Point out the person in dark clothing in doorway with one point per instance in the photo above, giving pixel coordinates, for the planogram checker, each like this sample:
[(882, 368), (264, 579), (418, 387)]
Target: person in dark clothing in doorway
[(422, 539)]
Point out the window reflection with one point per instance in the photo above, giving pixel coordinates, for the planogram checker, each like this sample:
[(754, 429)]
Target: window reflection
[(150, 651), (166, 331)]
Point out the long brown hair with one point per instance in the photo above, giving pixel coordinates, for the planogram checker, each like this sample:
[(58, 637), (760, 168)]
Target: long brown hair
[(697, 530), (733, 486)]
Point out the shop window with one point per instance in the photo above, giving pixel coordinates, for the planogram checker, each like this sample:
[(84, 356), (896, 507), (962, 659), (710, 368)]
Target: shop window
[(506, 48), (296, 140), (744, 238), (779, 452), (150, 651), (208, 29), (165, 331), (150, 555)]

• • • •

> _Exercise prompt_
Copy all of the data above line for line, leaving every word and number unchanged.

> _Finished answer_
Point out the person in dark clothing in doorway with one point per instance in the photo above, giving pixel coordinates, for the planogram checker, each like this sample:
[(882, 368), (264, 579), (418, 387)]
Target: person in dark clothing in doorway
[(422, 539)]
Point out the window reflection with one point per instance in the photo above, giving pixel coordinates, for the planogram checker, each like this sample:
[(754, 429)]
Target: window reflection
[(150, 651), (166, 331)]
Point out the long brown hair with one point per instance in the photo above, giving pixel coordinates, for the planogram checker, each like this sample:
[(58, 637), (760, 168)]
Target: long brown hair
[(697, 530), (733, 486)]
Point out the shop window with one point per instance in the photo above, giving pixel coordinates, for the planogram checker, each like this sample:
[(84, 356), (896, 507), (962, 659), (710, 368)]
Target: shop window
[(506, 48), (296, 140), (744, 238), (779, 452), (150, 651), (208, 29), (165, 331), (150, 555)]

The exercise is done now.